**Problem statement**
Your response should contain every line from the data below that holds the string "calm".

--

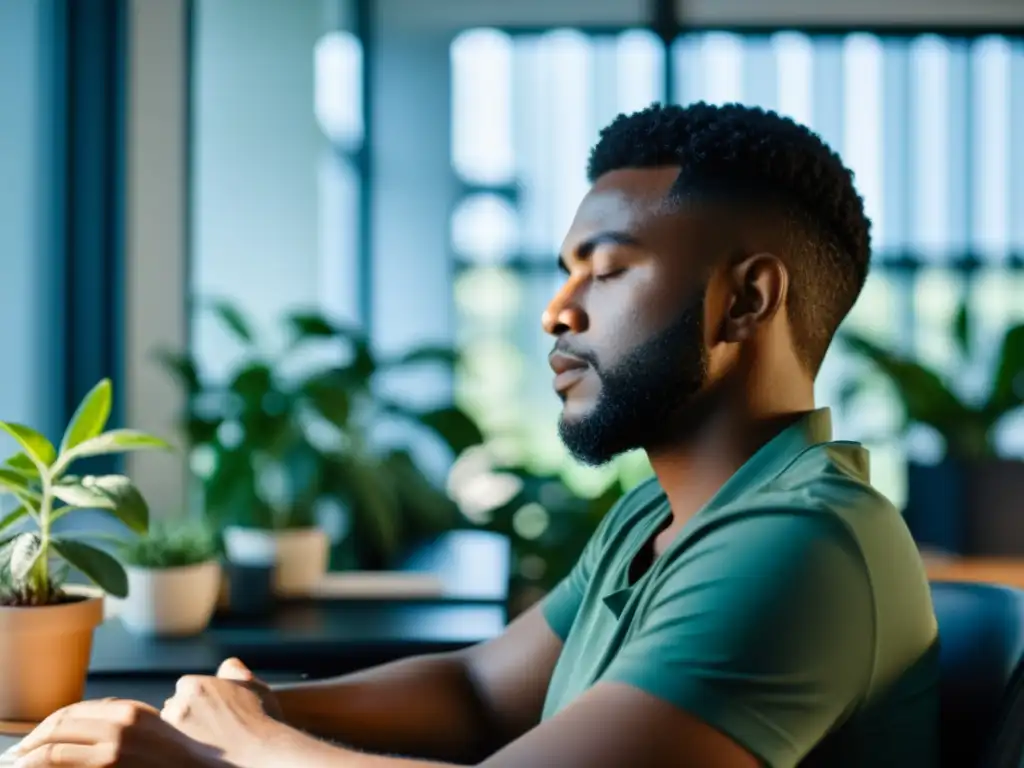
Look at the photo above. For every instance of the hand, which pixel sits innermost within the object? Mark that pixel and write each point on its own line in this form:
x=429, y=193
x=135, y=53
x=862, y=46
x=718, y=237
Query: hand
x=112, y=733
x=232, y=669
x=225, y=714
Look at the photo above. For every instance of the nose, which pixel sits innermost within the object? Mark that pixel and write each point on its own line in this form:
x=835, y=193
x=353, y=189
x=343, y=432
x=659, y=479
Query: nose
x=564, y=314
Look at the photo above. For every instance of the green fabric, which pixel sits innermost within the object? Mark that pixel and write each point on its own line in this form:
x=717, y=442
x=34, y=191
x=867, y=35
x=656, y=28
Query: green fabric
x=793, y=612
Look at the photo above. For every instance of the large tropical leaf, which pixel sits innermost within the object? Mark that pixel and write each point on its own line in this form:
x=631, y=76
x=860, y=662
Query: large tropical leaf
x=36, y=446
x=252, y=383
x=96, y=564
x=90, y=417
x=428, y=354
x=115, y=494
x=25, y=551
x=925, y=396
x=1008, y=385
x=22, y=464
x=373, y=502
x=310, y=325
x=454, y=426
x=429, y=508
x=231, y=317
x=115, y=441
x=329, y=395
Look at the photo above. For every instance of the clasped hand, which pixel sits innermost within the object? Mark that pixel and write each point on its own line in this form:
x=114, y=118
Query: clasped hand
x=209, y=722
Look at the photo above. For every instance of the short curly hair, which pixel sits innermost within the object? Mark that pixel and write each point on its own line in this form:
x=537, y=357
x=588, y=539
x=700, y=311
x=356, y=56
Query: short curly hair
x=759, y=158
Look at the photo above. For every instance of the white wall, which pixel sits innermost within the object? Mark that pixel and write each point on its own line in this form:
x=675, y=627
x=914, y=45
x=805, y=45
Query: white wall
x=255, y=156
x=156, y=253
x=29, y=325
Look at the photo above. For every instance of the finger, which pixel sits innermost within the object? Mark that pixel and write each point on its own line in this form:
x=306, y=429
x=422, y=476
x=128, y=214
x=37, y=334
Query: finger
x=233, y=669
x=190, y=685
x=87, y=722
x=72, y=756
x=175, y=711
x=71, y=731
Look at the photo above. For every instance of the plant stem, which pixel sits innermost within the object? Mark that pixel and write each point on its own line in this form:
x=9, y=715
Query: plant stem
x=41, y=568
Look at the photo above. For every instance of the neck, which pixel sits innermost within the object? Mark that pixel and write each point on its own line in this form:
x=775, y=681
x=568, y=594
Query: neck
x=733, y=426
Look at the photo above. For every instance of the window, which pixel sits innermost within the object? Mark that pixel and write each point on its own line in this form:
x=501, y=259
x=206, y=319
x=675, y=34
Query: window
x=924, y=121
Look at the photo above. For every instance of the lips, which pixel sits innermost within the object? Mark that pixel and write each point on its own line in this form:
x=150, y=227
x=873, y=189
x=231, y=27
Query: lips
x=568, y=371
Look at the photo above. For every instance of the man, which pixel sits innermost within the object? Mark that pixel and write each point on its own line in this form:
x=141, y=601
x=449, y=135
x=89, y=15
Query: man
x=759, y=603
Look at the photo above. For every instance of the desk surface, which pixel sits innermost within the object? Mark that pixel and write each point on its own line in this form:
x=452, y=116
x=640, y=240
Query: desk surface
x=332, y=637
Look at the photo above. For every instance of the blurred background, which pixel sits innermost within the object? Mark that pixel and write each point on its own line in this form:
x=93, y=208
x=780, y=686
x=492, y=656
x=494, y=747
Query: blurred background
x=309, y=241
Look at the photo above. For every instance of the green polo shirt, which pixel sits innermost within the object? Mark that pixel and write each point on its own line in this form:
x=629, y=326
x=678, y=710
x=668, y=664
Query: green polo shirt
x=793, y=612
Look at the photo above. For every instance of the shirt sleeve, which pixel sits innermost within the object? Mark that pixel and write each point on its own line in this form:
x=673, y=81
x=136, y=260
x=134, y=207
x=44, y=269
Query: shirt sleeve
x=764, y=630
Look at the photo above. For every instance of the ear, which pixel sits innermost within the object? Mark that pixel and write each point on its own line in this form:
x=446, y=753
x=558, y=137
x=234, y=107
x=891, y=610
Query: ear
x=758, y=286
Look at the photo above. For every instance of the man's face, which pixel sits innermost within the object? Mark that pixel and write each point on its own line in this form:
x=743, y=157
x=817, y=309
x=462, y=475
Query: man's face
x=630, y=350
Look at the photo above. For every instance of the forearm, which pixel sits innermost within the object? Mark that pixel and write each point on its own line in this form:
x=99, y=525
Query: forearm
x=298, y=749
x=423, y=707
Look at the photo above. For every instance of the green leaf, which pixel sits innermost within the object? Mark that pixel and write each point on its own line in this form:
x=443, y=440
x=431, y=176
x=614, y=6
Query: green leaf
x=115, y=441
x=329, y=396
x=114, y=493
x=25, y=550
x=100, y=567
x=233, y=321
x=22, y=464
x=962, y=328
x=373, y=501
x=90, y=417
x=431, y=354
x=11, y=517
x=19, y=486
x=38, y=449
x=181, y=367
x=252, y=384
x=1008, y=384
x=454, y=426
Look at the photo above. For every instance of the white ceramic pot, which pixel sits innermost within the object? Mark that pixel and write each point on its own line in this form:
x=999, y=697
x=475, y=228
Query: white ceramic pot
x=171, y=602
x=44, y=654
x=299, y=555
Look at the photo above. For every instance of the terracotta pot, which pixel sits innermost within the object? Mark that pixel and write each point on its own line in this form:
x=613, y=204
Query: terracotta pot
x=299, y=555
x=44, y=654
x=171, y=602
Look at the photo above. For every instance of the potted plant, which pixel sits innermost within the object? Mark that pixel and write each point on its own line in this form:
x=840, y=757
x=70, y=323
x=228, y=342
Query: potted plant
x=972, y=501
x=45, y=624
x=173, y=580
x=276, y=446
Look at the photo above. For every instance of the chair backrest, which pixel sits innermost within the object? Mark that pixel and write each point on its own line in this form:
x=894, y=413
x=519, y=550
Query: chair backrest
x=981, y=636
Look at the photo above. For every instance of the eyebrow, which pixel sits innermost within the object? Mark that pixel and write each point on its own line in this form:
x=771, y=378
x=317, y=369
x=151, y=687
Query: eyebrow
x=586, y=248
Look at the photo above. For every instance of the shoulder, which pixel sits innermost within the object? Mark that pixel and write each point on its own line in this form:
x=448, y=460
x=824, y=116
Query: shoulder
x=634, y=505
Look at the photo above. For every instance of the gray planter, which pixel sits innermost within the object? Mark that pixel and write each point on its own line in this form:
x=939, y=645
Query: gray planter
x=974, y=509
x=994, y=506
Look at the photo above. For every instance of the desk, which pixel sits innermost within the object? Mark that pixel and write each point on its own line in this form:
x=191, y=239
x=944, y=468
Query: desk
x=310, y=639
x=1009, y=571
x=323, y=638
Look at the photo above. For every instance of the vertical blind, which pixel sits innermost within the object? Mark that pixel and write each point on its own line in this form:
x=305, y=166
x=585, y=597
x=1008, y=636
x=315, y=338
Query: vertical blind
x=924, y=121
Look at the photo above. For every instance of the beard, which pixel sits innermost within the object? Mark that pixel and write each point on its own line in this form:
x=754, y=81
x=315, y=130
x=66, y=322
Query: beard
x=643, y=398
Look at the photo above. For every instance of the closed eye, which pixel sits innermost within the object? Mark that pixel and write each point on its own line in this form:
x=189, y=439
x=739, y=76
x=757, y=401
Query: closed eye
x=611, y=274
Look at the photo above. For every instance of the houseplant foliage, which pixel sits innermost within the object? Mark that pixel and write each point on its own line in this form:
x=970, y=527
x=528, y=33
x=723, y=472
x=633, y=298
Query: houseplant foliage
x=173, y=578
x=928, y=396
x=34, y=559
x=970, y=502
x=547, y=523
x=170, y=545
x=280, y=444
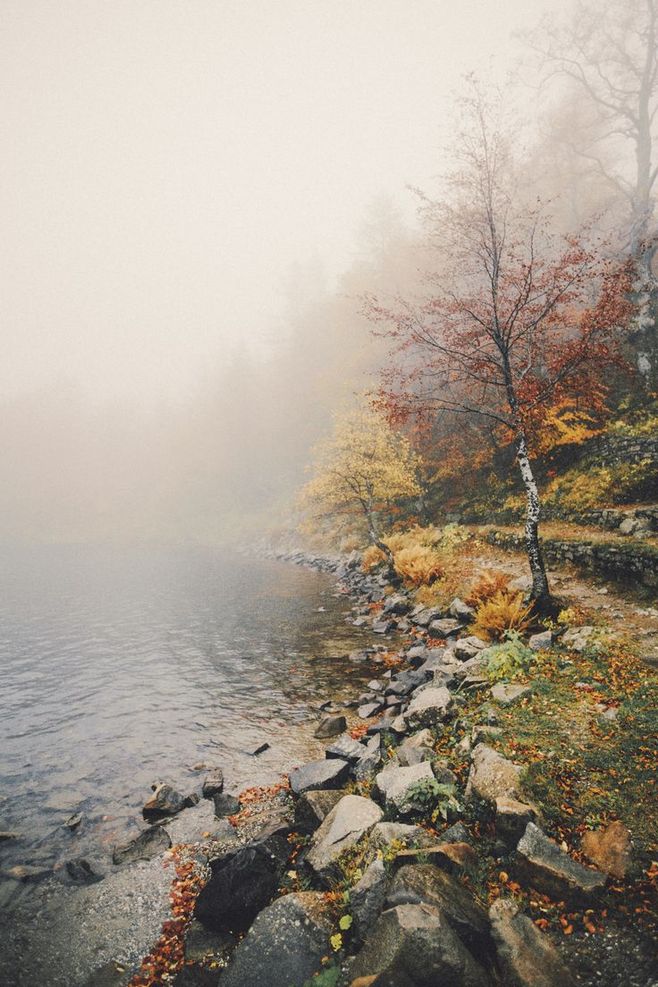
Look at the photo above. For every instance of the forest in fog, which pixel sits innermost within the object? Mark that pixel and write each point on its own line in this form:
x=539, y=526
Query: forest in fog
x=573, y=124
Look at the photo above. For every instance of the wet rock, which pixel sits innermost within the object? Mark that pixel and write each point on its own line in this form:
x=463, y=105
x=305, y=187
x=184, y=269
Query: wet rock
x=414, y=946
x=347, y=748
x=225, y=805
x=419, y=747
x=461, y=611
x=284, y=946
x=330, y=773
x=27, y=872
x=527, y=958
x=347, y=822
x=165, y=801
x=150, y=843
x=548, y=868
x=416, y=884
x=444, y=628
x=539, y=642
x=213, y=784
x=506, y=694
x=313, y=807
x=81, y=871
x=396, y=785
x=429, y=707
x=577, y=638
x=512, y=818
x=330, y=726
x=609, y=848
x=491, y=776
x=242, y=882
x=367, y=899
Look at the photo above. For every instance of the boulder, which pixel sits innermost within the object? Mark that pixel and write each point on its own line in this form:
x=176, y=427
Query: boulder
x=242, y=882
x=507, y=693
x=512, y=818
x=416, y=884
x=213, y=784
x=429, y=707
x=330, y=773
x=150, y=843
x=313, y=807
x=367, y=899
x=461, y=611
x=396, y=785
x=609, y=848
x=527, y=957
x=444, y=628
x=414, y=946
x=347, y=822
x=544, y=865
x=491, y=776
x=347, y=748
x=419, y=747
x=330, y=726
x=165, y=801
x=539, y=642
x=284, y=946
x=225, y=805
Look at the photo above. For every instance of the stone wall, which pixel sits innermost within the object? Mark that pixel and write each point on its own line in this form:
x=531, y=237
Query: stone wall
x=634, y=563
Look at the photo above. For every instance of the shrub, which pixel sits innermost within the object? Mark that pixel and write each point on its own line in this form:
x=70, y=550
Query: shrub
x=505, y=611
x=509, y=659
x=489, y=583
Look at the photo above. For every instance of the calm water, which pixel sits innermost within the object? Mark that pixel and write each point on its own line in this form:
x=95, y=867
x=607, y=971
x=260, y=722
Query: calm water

--

**Result below**
Look at the photo above. For every instance of the calm water, which pixel sits innermost within the object? Mark that pixel and write each point on its own line in this form:
Query: calm water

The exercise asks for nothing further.